##### Selected extract

So, this is more difficult to explain in words, so i will put code examples.
let's suppose i already have a list of clients that i want to filter.
Basically i want to know if this:
foreach(var client in list.Where(c=>c.Age > 20))
{
//Do something
}
is the same as this:
var filteredClients = list.Where(c=>c.Age > 20);
foreach(var client in filteredClients)
{
//Do something
}
I've been told that the first approach executes the .Where() in every iteration.
I'm sorry if this is a duplicate, i couldn't find any related question.
Thanks in advance.
Yes, both those examples are functionally identical. One just stores the result from Enumerable.Where in a variable before accessing it while the other just accesses it directly.
To really see why this will not make a difference, you have to understand what a foreach loop essentially does. The code in your examples (both of them) is basically equivalent to this (I’ve assumed a known type Client here):
IEnumerable<Client> x = list.Where(c=>c.Age > 20);
// foreach loop
IEnumerator<Client> enumerator = x.GetEnumerator();
while (enumerator.MoveNext())
{
Client client = enumerator.Current;
// Do something
}
So what actually happens here is the IEnumerable result from the LINQ method is not consumed directly, but an enumerator of it is requested first. And then the foreach loop does nothing else than repeatedly asking for a new object from the enumerator and processing the current element in each loop body.
Looking at this, it doesn’t make sense whether the x in the above code is really an x (i.e. a previously stored variable), or whether it’s the list.Where() call itself. Only the enumerator object—which is created just once—is used in the loop.
Now to cover that SharePoint example which Colin posted. It looks like this:
SPList activeList = SPContext.Current.List;
for (int i=0; i < activeList.Items.Count; i++)
{
SPListItem listItem = activeList.Items[i];
// do stuff
}
This is a fundamentally different thing though. Since this is not using a foreach loop, we do not get that one enumerator object which we use to iterate through the list. Instead, we repeatedly access activeList.Items: Once in the loop body to get an item by index, and once in the continuation condition of the for loop where we get the collection’s Count property value.
Unfortunately, Microsoft does not follow its own guidelines all the time, so even if Items is a property on the SPList object, it actually is creating a new SPListItemCollection object every time. And that object is empty by default and will only lazily load the actual items when you first access an item from it. So above code will eventually create a large amount of SPListItemCollections which will each fetch the items from the database. This behavior is also mentioned in the remarks section of the property documentation.

##########
##### Information supplied

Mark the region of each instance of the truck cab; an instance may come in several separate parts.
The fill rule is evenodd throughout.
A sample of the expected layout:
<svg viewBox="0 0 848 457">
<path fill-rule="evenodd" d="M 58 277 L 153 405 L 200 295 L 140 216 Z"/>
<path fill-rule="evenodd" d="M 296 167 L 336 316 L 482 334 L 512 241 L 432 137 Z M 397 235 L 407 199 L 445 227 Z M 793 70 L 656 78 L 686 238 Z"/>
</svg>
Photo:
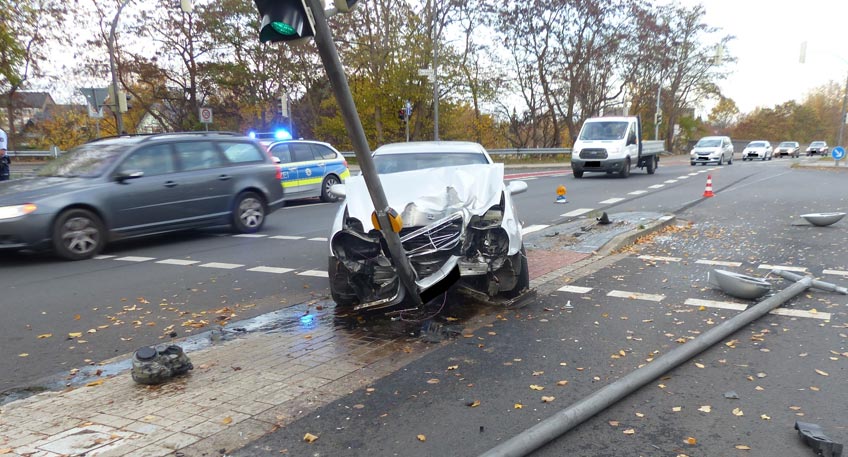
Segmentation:
<svg viewBox="0 0 848 457">
<path fill-rule="evenodd" d="M 618 173 L 626 178 L 632 166 L 647 168 L 653 174 L 659 163 L 662 142 L 643 151 L 641 125 L 637 117 L 595 117 L 587 119 L 580 129 L 571 153 L 571 169 L 575 178 L 587 171 Z M 659 151 L 656 151 L 657 146 Z"/>
</svg>

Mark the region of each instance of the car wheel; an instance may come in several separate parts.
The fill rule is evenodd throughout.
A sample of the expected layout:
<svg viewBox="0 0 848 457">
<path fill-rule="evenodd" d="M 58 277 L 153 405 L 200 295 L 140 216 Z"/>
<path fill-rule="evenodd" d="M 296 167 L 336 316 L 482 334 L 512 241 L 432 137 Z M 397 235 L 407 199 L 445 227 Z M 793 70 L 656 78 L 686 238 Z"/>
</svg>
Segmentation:
<svg viewBox="0 0 848 457">
<path fill-rule="evenodd" d="M 237 233 L 256 233 L 265 223 L 265 202 L 253 192 L 243 192 L 233 205 L 233 230 Z"/>
<path fill-rule="evenodd" d="M 626 178 L 626 177 L 630 176 L 630 157 L 624 159 L 624 168 L 621 169 L 621 171 L 619 172 L 619 175 L 622 178 Z"/>
<path fill-rule="evenodd" d="M 524 250 L 524 243 L 521 244 L 521 250 L 515 255 L 515 258 L 517 262 L 521 262 L 521 266 L 518 270 L 518 276 L 515 278 L 515 287 L 512 290 L 502 293 L 506 298 L 515 298 L 530 288 L 530 265 L 527 262 L 527 252 Z"/>
<path fill-rule="evenodd" d="M 104 243 L 103 223 L 91 211 L 69 209 L 53 223 L 53 249 L 64 259 L 90 259 Z"/>
<path fill-rule="evenodd" d="M 356 293 L 350 287 L 348 278 L 350 271 L 335 257 L 330 257 L 327 268 L 330 276 L 330 296 L 336 302 L 336 307 L 351 308 L 359 303 Z"/>
<path fill-rule="evenodd" d="M 339 181 L 336 175 L 327 175 L 324 178 L 324 182 L 321 183 L 321 201 L 325 203 L 338 201 L 339 197 L 331 194 L 330 188 L 340 183 L 341 181 Z"/>
</svg>

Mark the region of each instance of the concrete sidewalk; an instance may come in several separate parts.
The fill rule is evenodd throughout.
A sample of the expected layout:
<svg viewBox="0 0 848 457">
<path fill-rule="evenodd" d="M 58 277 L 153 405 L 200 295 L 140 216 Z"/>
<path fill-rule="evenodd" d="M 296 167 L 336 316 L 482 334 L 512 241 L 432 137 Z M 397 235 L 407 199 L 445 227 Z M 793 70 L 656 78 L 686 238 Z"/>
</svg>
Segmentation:
<svg viewBox="0 0 848 457">
<path fill-rule="evenodd" d="M 531 286 L 543 290 L 674 219 L 610 218 L 607 226 L 580 219 L 528 236 Z M 333 308 L 331 301 L 286 308 L 279 325 L 257 325 L 259 331 L 232 339 L 209 333 L 211 344 L 189 353 L 194 370 L 160 386 L 136 384 L 123 370 L 6 404 L 0 455 L 223 455 L 440 347 L 403 328 L 347 328 Z M 466 320 L 463 333 L 495 314 Z"/>
</svg>

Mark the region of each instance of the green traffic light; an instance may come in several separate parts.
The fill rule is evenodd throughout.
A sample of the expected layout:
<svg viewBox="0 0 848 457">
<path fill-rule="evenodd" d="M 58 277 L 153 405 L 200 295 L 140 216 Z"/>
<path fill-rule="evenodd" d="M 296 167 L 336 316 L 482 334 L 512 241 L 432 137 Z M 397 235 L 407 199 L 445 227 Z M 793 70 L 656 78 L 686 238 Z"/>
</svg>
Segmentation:
<svg viewBox="0 0 848 457">
<path fill-rule="evenodd" d="M 294 27 L 286 24 L 285 22 L 272 22 L 271 27 L 277 31 L 277 33 L 281 35 L 295 35 Z"/>
</svg>

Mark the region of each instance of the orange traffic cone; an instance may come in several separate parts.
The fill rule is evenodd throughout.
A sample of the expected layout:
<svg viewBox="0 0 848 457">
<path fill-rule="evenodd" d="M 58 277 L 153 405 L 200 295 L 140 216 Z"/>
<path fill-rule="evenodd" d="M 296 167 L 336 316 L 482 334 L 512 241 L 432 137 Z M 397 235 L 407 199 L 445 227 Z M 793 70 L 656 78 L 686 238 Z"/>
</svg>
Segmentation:
<svg viewBox="0 0 848 457">
<path fill-rule="evenodd" d="M 713 193 L 712 175 L 707 175 L 707 188 L 704 189 L 704 197 L 715 197 L 715 194 Z"/>
</svg>

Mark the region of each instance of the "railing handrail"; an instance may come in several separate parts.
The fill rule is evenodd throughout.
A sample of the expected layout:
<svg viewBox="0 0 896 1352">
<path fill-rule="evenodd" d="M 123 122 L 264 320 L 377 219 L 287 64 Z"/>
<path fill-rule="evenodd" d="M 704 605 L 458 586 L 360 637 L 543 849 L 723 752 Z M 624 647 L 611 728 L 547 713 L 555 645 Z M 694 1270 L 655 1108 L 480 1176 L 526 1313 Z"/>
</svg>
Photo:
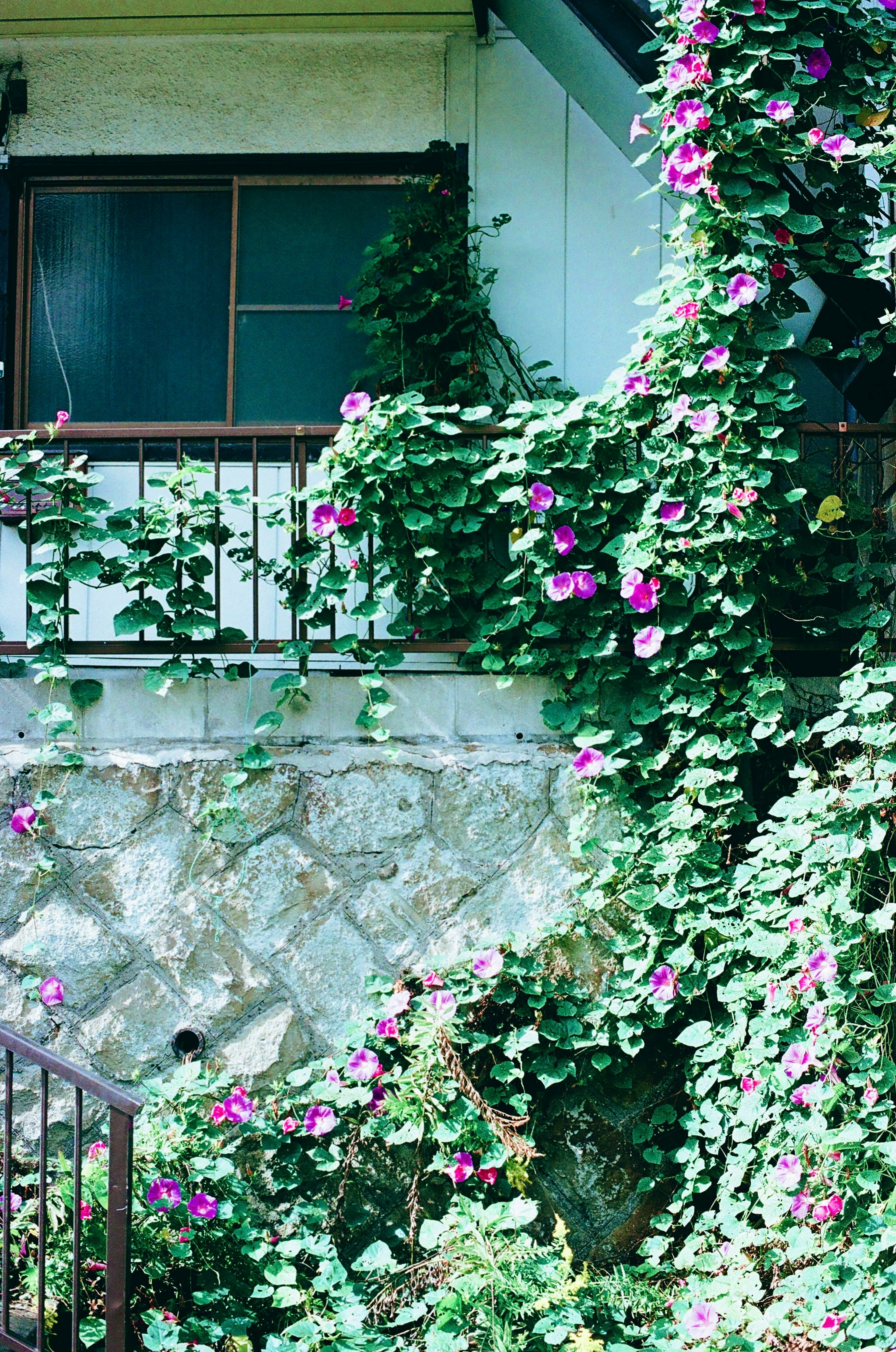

##########

Directives:
• a. Pull out every line of the listing that contains the string "traffic".
• b. Please extend the forum thread on foreach loops and LINQ's Where past its last sentence.
The listing is unrelated to the forum thread.

Answers to each task:
• a.
Mark the region of each instance of the green traffic light; an instance may come in several separate parts.
Mark the region of each instance of the orange traffic cone; an instance may come in several separate parts.

• b.
This generally violates Microsoft’s own guidelines on choosing a property vs a method:
Do use a method, rather than a property, in the following situations.
The operation returns a different result each time it is called, even if the parameters do not change.
Note that if we used a foreach loop for that SharePoint example again, then everything would have been fine, since we would have again only requested a single SPListItemCollection and created a single enumerator for it:
foreach (SPListItem listItem in activeList.Items.Cast<SPListItem>())
{ … }
They are not quite the same:
Here is the original C# code:
static void ForWithVariable(IEnumerable<Person> clients)
{
var adults = clients.Where(x => x.Age > 20);
foreach (var client in adults)
{
Console.WriteLine(client.Age.ToString());
}
}
static void ForWithoutVariable(IEnumerable<Person> clients)
{
foreach (var client in clients.Where(x => x.Age > 20))
{
Console.WriteLine(client.Age.ToString());
}
}
Here is the decompiled Intermediate Language (IL) code this results in (according to ILSpy):
private static void ForWithVariable(IEnumerable<Person> clients)
{
Func<Person, bool> arg_21_1;
if ((arg_21_1 = Program.<>c.<>9__1_0) == null)
{
arg_21_1 = (Program.<>c.<>9__1_0 = new Func<Person, bool>(Program.<>c.<>9.<ForWithVariable>b__1_0));
}
IEnumerable<Person> enumerable = clients.Where(arg_21_1);
foreach (Person current in enumerable)
{
Console.WriteLine(current.Age.ToString());
}
}
private static void ForWithoutVariable(IEnumerable<Person> clients)
{
Func<Person, bool> arg_22_1;
if ((arg_22_1 = Program.<>c.<>9__2_0) == null)
{
arg_22_1 = (Program.<>c.<>9__2_0 = new Func<Person, bool>(Program.<>c.<>9.<ForWithoutVariable>b__2_0));
}
foreach (Person current in clients.Where(arg_22_1))
{
Console.WriteLine(current.Age.ToString());
}
}
As you can see, there is a key difference:
IEnumerable<Person> enumerable = clients.Where(arg_21_1);
A more practical question, however, is whether the differences hurt performance. I concocted a test to measure that.
class Program
{
public static void Main()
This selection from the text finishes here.